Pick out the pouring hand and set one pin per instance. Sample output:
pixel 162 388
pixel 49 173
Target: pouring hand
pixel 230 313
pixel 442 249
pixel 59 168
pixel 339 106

__________________________________________________

*ACTIVITY*: Would you please transcribe the records above in full and exactly?

*WORKED SOLUTION*:
Pick out the pouring hand and set one pin per instance. Sample output:
pixel 162 388
pixel 49 173
Target: pouring hand
pixel 230 313
pixel 442 249
pixel 59 168
pixel 339 106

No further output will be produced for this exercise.